* GOAL OF THE EXERCISE: Extract from the records below the stretch from the line containing "blue sky, placing a dot on each." through the line containing "(1086, 145)", reproducing every line without any change.

— BEGIN DATA SUPPLIED —

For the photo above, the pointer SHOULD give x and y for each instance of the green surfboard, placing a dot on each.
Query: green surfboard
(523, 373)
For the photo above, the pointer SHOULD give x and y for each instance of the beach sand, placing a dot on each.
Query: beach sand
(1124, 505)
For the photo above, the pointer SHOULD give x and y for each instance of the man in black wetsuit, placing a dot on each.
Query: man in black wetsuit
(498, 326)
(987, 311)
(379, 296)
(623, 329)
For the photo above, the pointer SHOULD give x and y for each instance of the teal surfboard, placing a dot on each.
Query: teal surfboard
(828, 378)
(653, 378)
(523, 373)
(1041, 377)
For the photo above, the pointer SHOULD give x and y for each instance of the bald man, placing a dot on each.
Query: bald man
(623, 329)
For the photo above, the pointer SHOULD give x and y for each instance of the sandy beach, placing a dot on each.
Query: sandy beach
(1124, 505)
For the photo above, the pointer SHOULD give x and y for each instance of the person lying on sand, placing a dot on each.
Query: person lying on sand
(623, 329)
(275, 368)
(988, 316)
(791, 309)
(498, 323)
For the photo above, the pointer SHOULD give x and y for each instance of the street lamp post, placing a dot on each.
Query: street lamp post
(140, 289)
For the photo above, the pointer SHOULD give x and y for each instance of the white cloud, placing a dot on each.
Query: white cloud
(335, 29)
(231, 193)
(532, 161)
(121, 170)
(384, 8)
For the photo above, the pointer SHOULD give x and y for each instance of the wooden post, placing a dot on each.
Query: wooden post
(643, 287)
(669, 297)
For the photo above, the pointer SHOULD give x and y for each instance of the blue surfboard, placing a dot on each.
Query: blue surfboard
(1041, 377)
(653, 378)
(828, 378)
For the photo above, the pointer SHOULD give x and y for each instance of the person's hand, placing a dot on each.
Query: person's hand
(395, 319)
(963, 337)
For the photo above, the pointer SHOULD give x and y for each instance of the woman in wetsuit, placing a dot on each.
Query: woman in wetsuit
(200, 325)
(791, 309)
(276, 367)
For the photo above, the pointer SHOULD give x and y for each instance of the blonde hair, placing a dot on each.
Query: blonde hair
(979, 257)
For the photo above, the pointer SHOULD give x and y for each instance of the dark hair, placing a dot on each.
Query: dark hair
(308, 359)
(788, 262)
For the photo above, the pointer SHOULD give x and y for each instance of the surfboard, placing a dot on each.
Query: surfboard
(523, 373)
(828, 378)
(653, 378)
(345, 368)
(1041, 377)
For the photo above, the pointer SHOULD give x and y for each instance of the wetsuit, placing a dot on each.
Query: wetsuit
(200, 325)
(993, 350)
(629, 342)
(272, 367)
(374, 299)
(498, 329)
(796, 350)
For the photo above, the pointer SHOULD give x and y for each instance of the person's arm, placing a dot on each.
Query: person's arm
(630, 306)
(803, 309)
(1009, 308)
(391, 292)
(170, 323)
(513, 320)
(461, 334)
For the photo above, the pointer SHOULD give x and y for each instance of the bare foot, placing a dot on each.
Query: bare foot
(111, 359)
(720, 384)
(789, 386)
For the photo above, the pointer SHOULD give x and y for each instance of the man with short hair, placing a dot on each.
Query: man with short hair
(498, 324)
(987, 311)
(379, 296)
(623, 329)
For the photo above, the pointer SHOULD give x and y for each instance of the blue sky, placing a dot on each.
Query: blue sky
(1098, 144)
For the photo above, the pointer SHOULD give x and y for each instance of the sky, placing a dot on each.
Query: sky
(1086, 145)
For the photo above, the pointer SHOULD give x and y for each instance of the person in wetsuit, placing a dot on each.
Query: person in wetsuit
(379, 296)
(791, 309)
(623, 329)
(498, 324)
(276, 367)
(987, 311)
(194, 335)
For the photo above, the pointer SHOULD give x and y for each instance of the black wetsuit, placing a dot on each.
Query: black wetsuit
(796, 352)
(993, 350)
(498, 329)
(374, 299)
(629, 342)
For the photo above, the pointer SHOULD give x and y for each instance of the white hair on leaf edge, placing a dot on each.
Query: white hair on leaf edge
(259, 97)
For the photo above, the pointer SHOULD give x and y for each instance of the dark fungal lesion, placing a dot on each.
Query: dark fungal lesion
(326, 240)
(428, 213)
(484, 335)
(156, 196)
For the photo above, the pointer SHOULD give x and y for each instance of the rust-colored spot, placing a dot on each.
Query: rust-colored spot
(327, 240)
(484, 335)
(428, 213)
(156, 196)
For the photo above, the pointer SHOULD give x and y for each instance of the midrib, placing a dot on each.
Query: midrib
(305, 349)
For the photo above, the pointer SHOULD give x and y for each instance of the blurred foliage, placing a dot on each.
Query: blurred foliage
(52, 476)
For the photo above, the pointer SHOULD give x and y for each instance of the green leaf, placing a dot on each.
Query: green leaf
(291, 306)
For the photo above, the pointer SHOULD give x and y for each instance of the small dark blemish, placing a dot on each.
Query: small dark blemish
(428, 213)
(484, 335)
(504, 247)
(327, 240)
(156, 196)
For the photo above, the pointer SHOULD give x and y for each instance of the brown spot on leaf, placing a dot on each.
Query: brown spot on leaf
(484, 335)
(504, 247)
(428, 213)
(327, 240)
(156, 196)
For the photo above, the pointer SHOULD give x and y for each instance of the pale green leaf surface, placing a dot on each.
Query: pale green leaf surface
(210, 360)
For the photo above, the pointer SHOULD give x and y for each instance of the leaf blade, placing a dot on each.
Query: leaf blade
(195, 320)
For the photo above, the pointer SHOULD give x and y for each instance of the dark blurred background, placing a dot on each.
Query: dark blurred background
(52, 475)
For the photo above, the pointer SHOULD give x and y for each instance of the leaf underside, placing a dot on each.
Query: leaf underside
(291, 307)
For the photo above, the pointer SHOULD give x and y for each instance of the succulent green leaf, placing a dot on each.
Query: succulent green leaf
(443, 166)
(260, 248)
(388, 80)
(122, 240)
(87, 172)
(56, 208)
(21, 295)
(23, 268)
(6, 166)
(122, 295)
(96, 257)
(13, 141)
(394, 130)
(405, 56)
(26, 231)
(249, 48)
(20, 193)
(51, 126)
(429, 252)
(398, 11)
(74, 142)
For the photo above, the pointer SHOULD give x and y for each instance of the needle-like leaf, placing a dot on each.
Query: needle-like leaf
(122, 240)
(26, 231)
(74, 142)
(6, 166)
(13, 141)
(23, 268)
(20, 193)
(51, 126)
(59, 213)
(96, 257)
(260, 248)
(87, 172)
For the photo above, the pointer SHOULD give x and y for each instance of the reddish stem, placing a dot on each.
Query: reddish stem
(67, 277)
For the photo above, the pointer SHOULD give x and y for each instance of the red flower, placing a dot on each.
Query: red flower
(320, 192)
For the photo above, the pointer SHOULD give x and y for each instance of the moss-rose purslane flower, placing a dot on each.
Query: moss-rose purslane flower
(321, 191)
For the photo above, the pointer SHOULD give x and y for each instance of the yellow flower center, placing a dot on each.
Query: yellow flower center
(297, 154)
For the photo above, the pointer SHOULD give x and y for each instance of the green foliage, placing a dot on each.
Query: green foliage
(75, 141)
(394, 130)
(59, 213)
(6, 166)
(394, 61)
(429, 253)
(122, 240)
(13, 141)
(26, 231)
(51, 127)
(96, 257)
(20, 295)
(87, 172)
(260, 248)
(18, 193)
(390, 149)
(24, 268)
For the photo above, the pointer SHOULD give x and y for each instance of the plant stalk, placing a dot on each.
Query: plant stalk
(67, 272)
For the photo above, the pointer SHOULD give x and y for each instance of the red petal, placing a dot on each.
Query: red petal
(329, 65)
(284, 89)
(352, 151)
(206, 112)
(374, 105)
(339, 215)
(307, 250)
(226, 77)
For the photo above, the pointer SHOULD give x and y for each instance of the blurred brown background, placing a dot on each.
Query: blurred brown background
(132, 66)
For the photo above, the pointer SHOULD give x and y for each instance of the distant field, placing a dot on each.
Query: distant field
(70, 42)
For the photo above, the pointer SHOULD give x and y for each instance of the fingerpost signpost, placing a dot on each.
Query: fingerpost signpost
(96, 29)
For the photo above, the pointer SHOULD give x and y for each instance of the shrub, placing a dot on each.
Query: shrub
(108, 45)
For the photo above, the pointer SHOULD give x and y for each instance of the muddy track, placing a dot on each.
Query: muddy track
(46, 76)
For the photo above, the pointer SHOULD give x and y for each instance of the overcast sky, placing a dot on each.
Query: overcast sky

— END DATA SUPPLIED —

* EXERCISE SOLUTION:
For the photo above, the pointer SHOULD give x and y for each instance of the blue sky, placing a dot on each.
Query: blue sky
(1098, 144)
For the photo above, the pointer SHOULD give x and y for each instance of the sky, placing a dot on each.
Query: sky
(1086, 145)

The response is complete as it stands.